- [SET TASKS]
- A) In the essay on Theodore Roosevelt in North Dakota below, copy word for word the passage starting at "But the big" and ending at "Tolstoy’s Anna Karenina.".
- B) According to the essay on Theodore Roosevelt in North Dakota below, what was the name of the horse he rode while overseeing his herd?

Lessons in Self-Invention and Reinvention from
Theodore Roosevelt
Michael Patrick F. Smith Finds Himself a President’s Story
In 1884, the grieving 25‑year‑old New York State Assemblyman Theodore Roosevelt—after losing his mother to typhoid fever and his wife to kidney failure on the same day that his first daughter was born—marked an X in his journal and wrote, “The light has gone out of my life.” He then headed west to North Dakota. A scrawny young man with a high‑pitched, scratchy voice and a nervous disposition, the foppish dude from New York had, the previous year, ridden into Little Missouri the day after the completion of the Northern Pacific Railroad corridor, on an expedition to hunt buffalo. By horse, he traveled deep into the Little Missouri Valley, scouring the badlands for bison throughout a weeks‑long torrential downpour.
An easterner, like me, Roosevelt was taken with the rugged beauty of the land and he wrote of it vividly:
The grassy, scantily wooded bottoms through which the winding river flows are bounded by bare, jagged buttes; their fantastic shapes and sharp, steep edges throw the most curious shadows, under the cloudless, glaring sky.
On this first trip to North Dakota, after turning it over in his mind for barely a week, Roosevelt decided to invest a full third of his substantial fortune into the cattle business. He handed a check for $14,000 to a ranch hand he’d just met. Within a couple days, he’d killed his first buffalo, dancing around the felled beast “like an Indian war‑chief, whooping and shrieking” in excitement at his victory. As he would later recall, “It was here that the romance of my life began.”
Roosevelt—a victim of debilitating asthma attacks and prone to persistent stomach problems and diarrhea—had been advised by doctors to lead a quiet sedentary life or risk an early death. He decidedly ignored this advice when he returned to the hard soil of North Dakota, substituting the drawing rooms and chatter of New York politicos for the dry prairie wind and the songs of bluebirds, whippoorwill, mourning doves, and meadowlark.
The New Yorker cut a strange figure in the cattle settlements of western North Dakota. In a perfectly tailored cowboy costume of fringed and beaded buckskin tunic, broad sombrero hat, horse hide chaps, cowhide boots, and silver spurs, the “dude Rosenfelder” was at first relentlessly mocked for his reliance on spectacles.
But the big nerd earned the respect of the iron‑willed men of the West. Roosevelt oversaw a herd of a thousand cattle, riding as much as a hundred miles a day on his trusty steed Manitou. He wrote Hunting Trips of a Ranchman, traversed the prairie up and down the Missouri River, hunted and killed literally thousands of small and big game, slept in his saddle during roundup, and punched out a bully in a barroom. He even captured a trio of boat thieves, forcing them at gunpoint on an eight‑day journey to the local authorities in the town of Dickinson, all the while reading and completing Tolstoy’s Anna Karenina.
Who on earth is torn between boot camp and acting school? I was.Roosevelt would lose a substantial amount of his fortune in North Dakota, perhaps more than half of the $80,000 he would eventually invest. The cattle boom that started with a wild scheme by a mysterious Spaniard, the Marquis de Morès (the town of Medora is named for his wife), ended in a bust after the Winter of Blue Snow—a series of snowfalls and blizzards starting in November 1886 that left the region’s cattle country completely decimated.

- [DATA BLOCK]
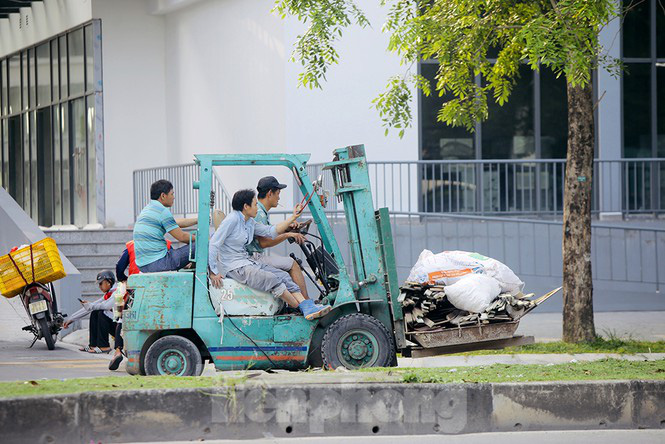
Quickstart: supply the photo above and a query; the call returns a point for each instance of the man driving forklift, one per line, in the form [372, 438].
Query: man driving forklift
[269, 190]
[228, 249]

- [ANSWERS PROVIDED]
- A)
But the big nerd earned the respect of the iron‑willed men of the West. Roosevelt oversaw a herd of a thousand cattle, riding as much as a hundred miles a day on his trusty steed Manitou. He wrote Hunting Trips of a Ranchman, traversed the prairie up and down the Missouri River, hunted and killed literally thousands of small and big game, slept in his saddle during roundup, and punched out a bully in a barroom. He even captured a trio of boat thieves, forcing them at gunpoint on an eight‑day journey to the local authorities in the town of Dickinson, all the while reading and completing Tolstoy’s Anna Karenina.

- B) Manitou.